Referring expression data:

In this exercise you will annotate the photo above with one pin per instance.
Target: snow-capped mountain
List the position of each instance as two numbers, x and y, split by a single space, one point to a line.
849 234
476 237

Task to carry out:
Retype all of the entries shown above, exactly.

Finished task:
In this exercise you will annotate the photo above with one pin per instance.
Target: snow-capped mountain
List the position of each instance as two numbers, x and y, split by a single space, one point to a line.
849 234
476 237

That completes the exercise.